■ **To do**
Retrieve each line that contains the word "shorts" from the entries below.

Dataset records
>>

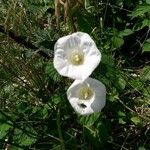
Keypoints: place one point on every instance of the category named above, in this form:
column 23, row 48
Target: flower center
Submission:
column 85, row 93
column 76, row 58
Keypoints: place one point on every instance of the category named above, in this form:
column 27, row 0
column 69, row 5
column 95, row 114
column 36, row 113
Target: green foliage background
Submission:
column 34, row 111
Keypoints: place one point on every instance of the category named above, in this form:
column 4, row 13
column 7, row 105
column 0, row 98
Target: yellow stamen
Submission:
column 76, row 58
column 85, row 93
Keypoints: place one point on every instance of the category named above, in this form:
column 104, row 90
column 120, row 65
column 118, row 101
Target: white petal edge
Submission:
column 82, row 41
column 95, row 104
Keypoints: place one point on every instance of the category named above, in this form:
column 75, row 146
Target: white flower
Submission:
column 88, row 96
column 76, row 56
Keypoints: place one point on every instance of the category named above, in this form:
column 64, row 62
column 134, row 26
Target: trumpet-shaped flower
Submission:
column 88, row 96
column 76, row 56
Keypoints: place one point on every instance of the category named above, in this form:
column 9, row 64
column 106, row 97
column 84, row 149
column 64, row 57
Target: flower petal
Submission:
column 94, row 104
column 81, row 42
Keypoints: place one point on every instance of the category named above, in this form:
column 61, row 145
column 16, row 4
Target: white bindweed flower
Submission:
column 88, row 96
column 76, row 56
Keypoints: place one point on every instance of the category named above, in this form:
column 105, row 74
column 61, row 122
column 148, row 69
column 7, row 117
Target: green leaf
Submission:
column 4, row 128
column 117, row 42
column 16, row 148
column 125, row 32
column 140, row 10
column 26, row 138
column 146, row 47
column 89, row 120
column 52, row 73
column 141, row 148
column 136, row 120
column 121, row 121
column 146, row 73
column 148, row 1
column 121, row 114
column 121, row 83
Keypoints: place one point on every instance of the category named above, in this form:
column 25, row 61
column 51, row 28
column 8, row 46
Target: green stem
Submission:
column 59, row 131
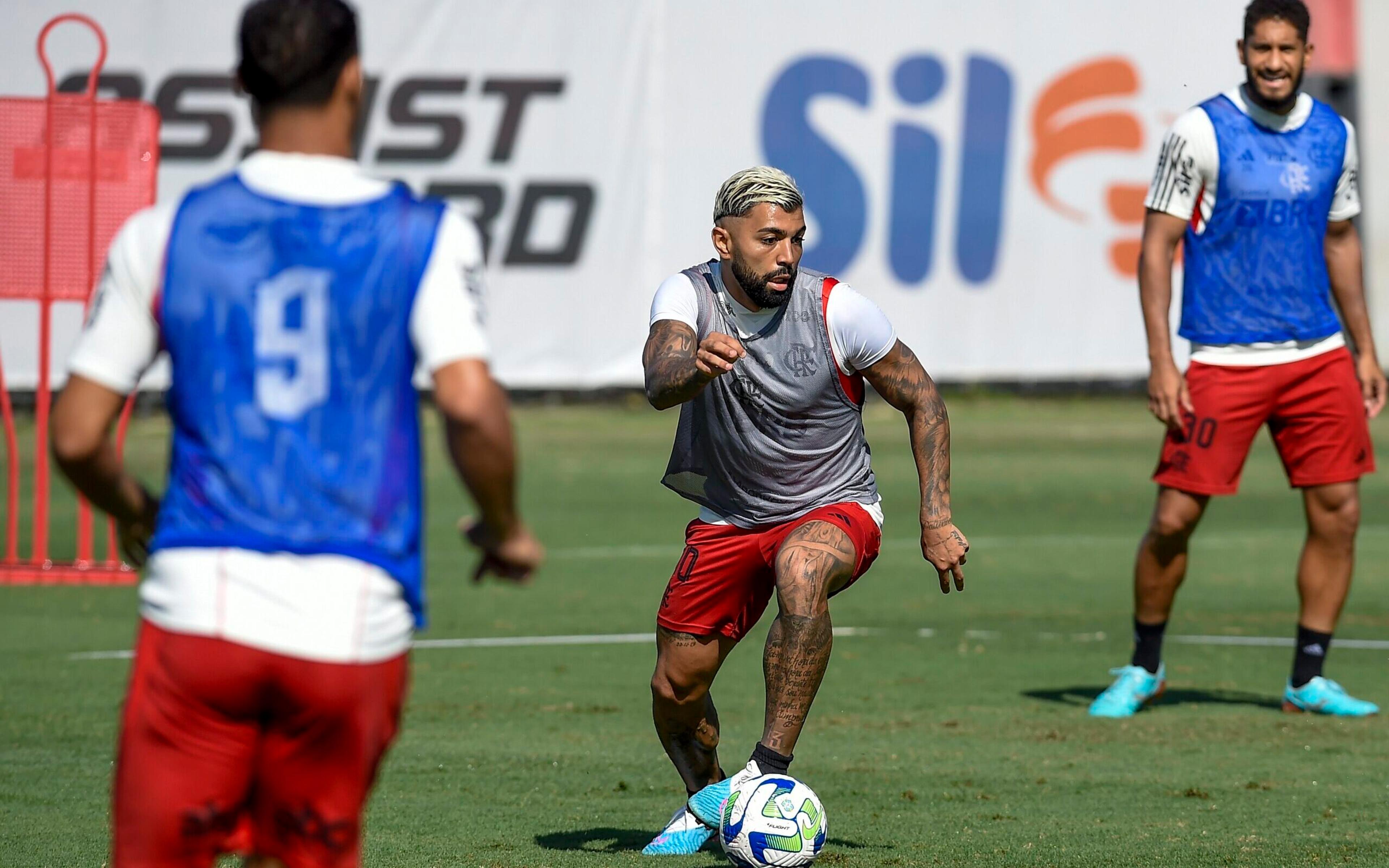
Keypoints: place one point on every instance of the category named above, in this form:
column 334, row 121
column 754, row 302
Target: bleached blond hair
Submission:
column 762, row 184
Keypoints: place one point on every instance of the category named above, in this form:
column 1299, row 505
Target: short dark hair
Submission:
column 295, row 51
column 1292, row 12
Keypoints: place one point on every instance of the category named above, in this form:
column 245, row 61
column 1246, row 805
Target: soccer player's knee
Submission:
column 678, row 688
column 1173, row 526
column 1338, row 517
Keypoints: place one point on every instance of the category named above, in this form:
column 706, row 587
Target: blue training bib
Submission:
column 1258, row 271
column 296, row 424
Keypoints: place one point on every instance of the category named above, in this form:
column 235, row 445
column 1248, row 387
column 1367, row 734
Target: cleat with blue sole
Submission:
column 708, row 805
column 683, row 837
column 1134, row 688
column 1324, row 696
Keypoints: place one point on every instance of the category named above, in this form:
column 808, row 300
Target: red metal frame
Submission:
column 38, row 567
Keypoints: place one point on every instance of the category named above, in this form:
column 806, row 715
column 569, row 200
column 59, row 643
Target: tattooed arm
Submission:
column 901, row 380
column 677, row 370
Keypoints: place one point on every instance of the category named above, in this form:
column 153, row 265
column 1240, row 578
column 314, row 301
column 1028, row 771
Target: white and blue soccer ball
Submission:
column 773, row 820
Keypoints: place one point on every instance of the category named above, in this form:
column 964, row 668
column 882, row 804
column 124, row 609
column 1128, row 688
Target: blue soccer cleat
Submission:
column 1324, row 696
column 708, row 805
column 683, row 837
column 1134, row 688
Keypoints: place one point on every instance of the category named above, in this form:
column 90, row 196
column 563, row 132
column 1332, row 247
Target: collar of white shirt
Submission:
column 1277, row 123
column 310, row 178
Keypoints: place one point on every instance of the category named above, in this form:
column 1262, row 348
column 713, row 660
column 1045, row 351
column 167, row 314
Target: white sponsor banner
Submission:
column 1373, row 82
column 976, row 169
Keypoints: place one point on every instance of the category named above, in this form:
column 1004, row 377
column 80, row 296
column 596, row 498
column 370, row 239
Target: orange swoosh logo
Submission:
column 1058, row 139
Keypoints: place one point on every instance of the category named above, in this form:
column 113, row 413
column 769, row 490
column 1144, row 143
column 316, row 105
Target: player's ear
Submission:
column 349, row 81
column 723, row 242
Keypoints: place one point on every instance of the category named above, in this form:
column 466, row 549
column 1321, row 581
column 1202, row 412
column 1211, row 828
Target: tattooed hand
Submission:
column 945, row 548
column 677, row 370
column 901, row 380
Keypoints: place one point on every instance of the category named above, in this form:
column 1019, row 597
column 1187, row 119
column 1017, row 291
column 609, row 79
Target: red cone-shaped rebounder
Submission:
column 73, row 169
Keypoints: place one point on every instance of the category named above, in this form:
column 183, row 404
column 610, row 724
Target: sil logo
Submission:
column 1073, row 116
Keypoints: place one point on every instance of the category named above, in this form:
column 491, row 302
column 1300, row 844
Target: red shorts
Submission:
column 1313, row 408
column 727, row 574
column 228, row 749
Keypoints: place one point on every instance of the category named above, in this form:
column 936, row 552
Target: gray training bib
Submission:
column 778, row 435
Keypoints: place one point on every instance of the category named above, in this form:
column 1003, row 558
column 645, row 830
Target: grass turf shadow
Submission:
column 631, row 841
column 1083, row 696
column 598, row 841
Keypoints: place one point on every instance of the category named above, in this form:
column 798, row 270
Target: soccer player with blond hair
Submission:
column 767, row 362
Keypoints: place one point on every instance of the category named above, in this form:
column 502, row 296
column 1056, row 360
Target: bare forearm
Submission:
column 673, row 384
column 668, row 360
column 1155, row 291
column 903, row 382
column 484, row 453
column 1344, row 269
column 930, row 430
column 102, row 480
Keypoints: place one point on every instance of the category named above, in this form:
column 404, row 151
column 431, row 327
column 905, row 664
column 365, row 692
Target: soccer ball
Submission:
column 773, row 820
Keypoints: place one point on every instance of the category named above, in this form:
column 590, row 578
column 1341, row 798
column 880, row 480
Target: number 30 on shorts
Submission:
column 1199, row 431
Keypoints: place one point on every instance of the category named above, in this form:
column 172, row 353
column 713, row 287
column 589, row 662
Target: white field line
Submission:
column 980, row 544
column 530, row 642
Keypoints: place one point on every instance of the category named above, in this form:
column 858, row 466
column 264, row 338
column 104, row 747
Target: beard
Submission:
column 1252, row 87
column 756, row 286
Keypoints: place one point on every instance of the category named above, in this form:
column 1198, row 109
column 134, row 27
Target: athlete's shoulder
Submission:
column 1333, row 119
column 459, row 235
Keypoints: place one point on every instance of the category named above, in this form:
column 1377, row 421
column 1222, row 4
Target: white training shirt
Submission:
column 860, row 335
column 321, row 608
column 1187, row 178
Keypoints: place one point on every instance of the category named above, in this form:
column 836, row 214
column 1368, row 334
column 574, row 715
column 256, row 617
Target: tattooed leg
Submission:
column 816, row 560
column 681, row 706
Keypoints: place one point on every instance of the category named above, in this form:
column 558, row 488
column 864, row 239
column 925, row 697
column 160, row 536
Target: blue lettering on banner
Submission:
column 835, row 190
column 823, row 173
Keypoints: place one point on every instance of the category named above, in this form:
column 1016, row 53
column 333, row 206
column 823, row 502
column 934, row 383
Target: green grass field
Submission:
column 967, row 746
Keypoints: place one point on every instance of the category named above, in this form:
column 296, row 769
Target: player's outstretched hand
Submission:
column 135, row 535
column 945, row 548
column 513, row 557
column 717, row 355
column 1373, row 384
column 1167, row 395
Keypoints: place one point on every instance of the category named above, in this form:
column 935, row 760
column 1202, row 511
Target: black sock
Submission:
column 1312, row 653
column 1148, row 645
column 770, row 762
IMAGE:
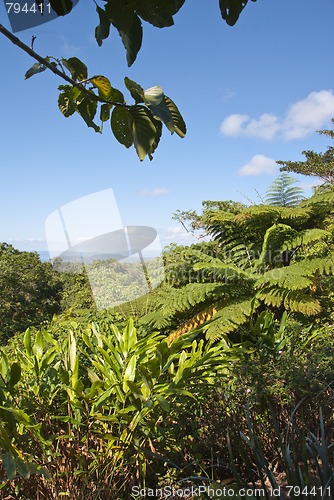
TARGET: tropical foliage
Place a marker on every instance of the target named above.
(94, 98)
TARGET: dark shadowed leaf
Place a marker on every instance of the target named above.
(121, 125)
(164, 114)
(159, 13)
(67, 99)
(106, 91)
(86, 108)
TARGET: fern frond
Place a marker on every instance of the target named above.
(229, 318)
(305, 237)
(231, 270)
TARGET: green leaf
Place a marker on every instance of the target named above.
(231, 10)
(27, 342)
(103, 29)
(23, 468)
(163, 113)
(35, 68)
(121, 125)
(86, 108)
(130, 370)
(153, 95)
(144, 130)
(67, 99)
(76, 67)
(163, 403)
(105, 112)
(72, 350)
(61, 7)
(38, 345)
(179, 124)
(158, 13)
(136, 91)
(9, 464)
(132, 40)
(15, 374)
(106, 91)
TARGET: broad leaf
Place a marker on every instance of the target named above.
(15, 374)
(231, 10)
(106, 91)
(67, 99)
(144, 130)
(86, 108)
(158, 13)
(121, 125)
(163, 113)
(136, 91)
(9, 464)
(153, 95)
(61, 7)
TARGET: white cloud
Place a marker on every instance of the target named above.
(302, 117)
(176, 234)
(259, 164)
(154, 192)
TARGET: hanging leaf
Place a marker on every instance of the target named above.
(163, 113)
(105, 112)
(153, 95)
(136, 91)
(67, 99)
(144, 130)
(15, 374)
(86, 108)
(61, 7)
(106, 91)
(158, 13)
(179, 124)
(35, 68)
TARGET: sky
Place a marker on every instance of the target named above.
(250, 94)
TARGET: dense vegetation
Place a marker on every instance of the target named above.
(220, 377)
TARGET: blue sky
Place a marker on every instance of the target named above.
(250, 95)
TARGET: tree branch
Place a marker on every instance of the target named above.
(52, 67)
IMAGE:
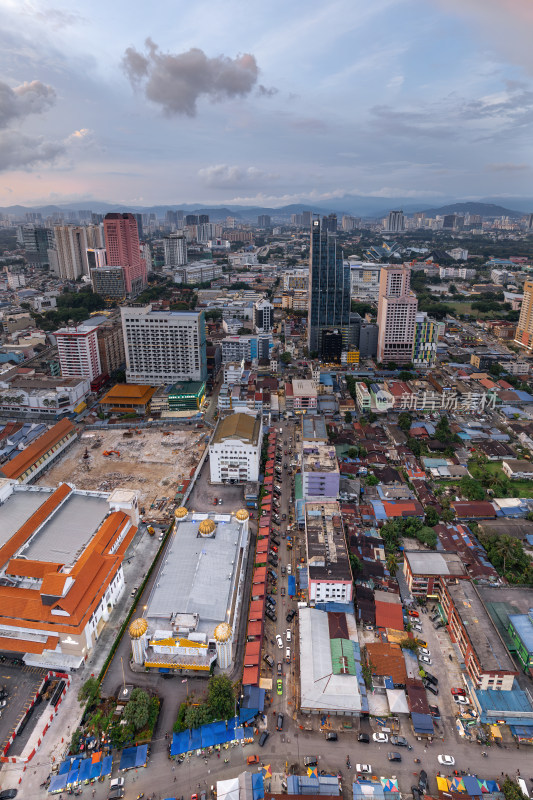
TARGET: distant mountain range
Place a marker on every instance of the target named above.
(357, 205)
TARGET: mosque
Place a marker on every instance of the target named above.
(194, 607)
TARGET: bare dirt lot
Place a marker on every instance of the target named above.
(150, 461)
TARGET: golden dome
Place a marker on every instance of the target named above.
(138, 628)
(207, 527)
(222, 632)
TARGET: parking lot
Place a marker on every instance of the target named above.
(21, 683)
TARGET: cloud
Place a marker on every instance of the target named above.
(18, 151)
(23, 100)
(223, 176)
(509, 167)
(176, 81)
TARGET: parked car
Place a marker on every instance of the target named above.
(399, 741)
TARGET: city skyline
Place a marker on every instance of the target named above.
(307, 102)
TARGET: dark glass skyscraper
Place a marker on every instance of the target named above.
(329, 287)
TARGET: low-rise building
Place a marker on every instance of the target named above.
(30, 463)
(235, 449)
(61, 553)
(328, 564)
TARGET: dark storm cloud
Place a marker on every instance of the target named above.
(19, 151)
(28, 98)
(176, 81)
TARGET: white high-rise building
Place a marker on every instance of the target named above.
(175, 247)
(397, 307)
(78, 352)
(163, 347)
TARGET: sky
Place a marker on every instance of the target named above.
(264, 103)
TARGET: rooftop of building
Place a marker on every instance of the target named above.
(132, 393)
(303, 388)
(34, 451)
(424, 562)
(489, 649)
(198, 573)
(327, 553)
(238, 426)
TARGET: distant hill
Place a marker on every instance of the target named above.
(484, 209)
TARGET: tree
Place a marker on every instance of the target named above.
(392, 563)
(220, 697)
(404, 421)
(432, 518)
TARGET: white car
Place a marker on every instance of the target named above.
(446, 761)
(463, 701)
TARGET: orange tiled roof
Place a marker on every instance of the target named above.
(18, 465)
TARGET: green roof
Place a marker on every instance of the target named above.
(342, 657)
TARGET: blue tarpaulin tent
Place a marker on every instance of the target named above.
(127, 759)
(58, 783)
(141, 755)
(196, 739)
(85, 770)
(107, 765)
(208, 735)
(72, 777)
(258, 788)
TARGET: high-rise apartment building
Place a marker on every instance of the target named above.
(425, 341)
(163, 346)
(524, 329)
(123, 250)
(329, 287)
(175, 247)
(397, 307)
(78, 352)
(395, 222)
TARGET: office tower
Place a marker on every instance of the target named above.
(395, 222)
(425, 341)
(397, 307)
(71, 247)
(78, 352)
(263, 316)
(96, 257)
(329, 223)
(175, 247)
(163, 347)
(123, 250)
(524, 329)
(329, 287)
(36, 242)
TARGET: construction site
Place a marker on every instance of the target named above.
(158, 463)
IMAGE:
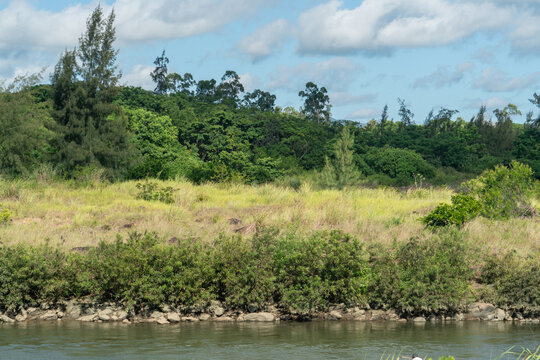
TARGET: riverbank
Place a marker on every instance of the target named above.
(215, 311)
(302, 277)
(70, 215)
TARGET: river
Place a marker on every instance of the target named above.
(283, 341)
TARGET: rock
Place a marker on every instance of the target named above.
(73, 310)
(162, 321)
(483, 311)
(359, 315)
(6, 319)
(223, 319)
(334, 315)
(262, 317)
(121, 314)
(173, 317)
(189, 319)
(49, 315)
(88, 318)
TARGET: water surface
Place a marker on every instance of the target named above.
(283, 341)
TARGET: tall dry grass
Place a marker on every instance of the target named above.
(69, 215)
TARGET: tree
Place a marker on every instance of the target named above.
(229, 88)
(260, 100)
(341, 171)
(405, 113)
(159, 75)
(23, 128)
(206, 90)
(92, 132)
(316, 103)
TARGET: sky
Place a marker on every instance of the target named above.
(459, 54)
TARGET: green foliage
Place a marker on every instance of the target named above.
(399, 164)
(464, 208)
(90, 129)
(341, 171)
(30, 275)
(515, 281)
(420, 277)
(329, 267)
(23, 128)
(5, 216)
(150, 191)
(504, 191)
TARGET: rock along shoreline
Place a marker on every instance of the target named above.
(216, 312)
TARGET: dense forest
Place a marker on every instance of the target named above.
(83, 122)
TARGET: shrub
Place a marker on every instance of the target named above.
(400, 164)
(5, 216)
(152, 192)
(463, 208)
(504, 191)
(328, 267)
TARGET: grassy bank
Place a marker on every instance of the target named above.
(71, 215)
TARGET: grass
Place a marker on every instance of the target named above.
(68, 215)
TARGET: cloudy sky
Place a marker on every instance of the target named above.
(459, 54)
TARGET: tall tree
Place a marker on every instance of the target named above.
(260, 100)
(405, 113)
(316, 103)
(92, 130)
(159, 75)
(230, 88)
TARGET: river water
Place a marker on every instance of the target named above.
(283, 341)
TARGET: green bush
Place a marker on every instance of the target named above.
(152, 192)
(399, 164)
(505, 191)
(463, 208)
(515, 281)
(5, 216)
(421, 277)
(328, 267)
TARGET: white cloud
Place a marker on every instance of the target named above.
(490, 103)
(444, 76)
(381, 25)
(139, 75)
(266, 40)
(346, 98)
(363, 114)
(335, 74)
(24, 27)
(495, 80)
(250, 82)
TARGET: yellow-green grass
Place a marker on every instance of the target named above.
(72, 216)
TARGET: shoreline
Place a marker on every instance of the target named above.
(214, 311)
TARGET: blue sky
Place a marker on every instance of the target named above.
(459, 54)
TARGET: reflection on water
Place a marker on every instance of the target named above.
(314, 340)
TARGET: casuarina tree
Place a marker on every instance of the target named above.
(92, 132)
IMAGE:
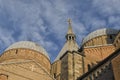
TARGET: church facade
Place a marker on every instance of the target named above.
(96, 59)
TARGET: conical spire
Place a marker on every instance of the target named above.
(70, 31)
(70, 34)
(70, 44)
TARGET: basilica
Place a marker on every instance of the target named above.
(97, 58)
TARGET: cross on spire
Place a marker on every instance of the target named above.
(70, 34)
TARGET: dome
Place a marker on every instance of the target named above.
(28, 45)
(99, 32)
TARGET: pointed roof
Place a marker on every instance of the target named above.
(70, 31)
(70, 45)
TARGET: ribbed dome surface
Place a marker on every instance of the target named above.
(28, 45)
(99, 32)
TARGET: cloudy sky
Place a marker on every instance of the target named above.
(45, 21)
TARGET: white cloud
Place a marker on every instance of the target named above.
(45, 21)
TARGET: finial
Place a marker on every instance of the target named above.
(69, 27)
(69, 22)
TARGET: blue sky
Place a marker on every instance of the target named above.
(45, 21)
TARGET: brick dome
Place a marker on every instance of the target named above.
(28, 45)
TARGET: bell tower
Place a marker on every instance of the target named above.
(70, 36)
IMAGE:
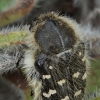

<<

■ **Response to the exercise**
Target: red shorts
Target: number 30 on shorts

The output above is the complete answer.